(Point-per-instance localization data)
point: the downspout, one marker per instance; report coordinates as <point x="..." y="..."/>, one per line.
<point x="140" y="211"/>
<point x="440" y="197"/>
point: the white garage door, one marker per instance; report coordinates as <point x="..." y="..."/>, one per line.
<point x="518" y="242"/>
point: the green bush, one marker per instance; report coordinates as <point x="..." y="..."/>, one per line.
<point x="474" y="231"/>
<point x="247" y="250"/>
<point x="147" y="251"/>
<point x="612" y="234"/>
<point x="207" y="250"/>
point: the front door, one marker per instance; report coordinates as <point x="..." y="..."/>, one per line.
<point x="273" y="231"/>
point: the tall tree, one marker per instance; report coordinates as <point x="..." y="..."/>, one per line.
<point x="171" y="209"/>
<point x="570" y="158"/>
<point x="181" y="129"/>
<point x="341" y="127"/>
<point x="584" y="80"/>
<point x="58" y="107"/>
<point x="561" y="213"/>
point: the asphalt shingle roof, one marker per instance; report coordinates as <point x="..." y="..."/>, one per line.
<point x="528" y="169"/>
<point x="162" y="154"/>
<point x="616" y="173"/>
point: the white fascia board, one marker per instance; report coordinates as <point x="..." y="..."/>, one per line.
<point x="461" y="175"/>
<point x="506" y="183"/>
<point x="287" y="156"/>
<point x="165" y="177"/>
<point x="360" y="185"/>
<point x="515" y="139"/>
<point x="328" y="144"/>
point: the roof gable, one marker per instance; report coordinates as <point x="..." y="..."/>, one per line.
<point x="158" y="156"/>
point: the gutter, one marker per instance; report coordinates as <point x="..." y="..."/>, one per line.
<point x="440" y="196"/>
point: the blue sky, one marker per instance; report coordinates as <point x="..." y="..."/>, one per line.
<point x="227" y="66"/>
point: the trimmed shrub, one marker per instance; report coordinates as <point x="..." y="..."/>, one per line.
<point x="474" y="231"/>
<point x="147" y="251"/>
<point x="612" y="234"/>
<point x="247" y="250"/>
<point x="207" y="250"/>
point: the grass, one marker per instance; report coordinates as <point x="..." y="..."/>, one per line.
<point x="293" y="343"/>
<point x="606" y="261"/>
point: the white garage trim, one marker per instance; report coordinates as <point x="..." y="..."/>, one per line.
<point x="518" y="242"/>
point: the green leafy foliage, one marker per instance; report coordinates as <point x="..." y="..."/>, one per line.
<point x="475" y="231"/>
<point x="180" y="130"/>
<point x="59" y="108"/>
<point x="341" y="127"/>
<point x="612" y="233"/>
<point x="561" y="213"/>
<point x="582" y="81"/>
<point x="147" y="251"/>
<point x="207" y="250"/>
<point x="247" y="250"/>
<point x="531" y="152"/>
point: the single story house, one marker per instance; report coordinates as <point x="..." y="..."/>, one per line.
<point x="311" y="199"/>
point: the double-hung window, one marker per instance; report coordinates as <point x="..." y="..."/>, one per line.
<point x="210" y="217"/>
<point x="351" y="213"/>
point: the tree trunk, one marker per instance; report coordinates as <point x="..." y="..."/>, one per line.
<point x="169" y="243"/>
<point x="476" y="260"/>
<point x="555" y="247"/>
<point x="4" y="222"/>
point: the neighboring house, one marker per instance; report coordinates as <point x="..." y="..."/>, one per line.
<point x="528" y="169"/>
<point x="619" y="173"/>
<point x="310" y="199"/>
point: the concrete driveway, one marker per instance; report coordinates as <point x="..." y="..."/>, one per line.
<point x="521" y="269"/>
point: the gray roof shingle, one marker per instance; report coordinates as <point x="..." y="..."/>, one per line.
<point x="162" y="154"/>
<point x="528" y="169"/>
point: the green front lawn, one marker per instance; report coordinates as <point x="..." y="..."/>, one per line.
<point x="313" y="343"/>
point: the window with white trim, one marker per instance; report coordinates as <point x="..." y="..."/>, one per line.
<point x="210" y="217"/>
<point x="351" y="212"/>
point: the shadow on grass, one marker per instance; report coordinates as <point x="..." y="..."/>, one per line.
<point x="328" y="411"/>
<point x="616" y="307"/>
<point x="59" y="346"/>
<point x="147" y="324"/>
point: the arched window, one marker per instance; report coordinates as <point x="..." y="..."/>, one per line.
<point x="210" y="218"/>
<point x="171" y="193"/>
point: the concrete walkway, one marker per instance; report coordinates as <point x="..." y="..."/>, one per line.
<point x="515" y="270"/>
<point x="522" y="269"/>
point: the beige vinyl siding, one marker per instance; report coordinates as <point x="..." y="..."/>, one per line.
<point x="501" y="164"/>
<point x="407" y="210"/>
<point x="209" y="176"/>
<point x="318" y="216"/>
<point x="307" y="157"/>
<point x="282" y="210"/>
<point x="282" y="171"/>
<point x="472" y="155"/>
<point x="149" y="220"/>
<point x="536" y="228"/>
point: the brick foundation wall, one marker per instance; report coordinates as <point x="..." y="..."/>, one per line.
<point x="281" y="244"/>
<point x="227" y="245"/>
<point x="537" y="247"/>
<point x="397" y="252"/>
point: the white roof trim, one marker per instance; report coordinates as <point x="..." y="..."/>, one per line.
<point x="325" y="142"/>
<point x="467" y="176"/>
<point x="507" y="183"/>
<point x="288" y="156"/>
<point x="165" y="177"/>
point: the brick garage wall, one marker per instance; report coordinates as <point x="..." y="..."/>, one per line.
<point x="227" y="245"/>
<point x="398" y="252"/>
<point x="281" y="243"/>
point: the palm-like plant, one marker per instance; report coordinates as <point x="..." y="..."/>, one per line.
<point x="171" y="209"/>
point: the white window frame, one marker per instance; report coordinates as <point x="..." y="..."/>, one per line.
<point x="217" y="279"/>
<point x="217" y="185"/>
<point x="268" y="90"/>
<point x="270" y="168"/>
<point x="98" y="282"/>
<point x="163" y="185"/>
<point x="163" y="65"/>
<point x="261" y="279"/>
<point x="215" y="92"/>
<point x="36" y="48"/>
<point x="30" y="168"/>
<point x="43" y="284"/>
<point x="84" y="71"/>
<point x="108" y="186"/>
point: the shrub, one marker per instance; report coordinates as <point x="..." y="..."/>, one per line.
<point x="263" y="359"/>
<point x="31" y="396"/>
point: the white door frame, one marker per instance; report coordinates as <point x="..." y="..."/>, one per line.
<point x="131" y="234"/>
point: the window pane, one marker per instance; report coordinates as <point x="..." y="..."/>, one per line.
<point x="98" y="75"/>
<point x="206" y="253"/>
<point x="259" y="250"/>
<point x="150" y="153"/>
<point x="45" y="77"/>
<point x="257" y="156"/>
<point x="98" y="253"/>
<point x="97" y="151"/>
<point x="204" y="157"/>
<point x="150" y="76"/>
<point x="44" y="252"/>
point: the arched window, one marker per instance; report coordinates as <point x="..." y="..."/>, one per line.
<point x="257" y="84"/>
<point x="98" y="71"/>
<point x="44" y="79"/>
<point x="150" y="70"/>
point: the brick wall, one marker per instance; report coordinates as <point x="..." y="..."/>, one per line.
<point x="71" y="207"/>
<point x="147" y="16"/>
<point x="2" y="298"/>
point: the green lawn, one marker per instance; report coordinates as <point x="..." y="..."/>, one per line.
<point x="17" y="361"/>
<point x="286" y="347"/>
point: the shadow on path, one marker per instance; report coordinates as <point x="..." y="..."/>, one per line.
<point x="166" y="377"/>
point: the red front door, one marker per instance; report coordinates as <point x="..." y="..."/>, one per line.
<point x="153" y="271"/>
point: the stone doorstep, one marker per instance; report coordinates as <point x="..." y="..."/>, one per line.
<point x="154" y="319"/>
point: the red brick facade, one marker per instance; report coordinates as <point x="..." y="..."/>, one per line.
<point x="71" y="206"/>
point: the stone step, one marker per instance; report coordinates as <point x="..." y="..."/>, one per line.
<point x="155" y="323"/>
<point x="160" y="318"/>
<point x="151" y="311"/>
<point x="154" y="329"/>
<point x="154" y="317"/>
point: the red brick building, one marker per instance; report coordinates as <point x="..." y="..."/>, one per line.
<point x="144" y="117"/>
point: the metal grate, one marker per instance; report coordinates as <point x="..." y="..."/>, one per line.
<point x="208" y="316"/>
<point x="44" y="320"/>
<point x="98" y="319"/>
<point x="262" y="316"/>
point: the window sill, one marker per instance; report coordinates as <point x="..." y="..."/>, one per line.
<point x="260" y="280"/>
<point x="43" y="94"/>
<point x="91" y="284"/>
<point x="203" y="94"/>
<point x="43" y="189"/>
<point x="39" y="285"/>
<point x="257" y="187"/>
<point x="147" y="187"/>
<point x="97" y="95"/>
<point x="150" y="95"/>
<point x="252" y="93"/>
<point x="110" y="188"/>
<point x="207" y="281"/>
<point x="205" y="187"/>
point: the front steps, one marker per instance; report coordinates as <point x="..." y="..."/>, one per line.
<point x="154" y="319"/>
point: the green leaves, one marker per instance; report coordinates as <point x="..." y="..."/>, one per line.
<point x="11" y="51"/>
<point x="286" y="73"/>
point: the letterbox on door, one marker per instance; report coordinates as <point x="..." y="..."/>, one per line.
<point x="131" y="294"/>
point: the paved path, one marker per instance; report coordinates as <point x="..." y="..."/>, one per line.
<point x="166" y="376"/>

Exercise goal:
Each line from the one that includes "point: the paved" down to the close of the records above is to be given again exactly, and no other line is to appear.

Output of the task:
point: the paved path, one marker per instance; report coordinates as <point x="..." y="..."/>, one per line.
<point x="166" y="376"/>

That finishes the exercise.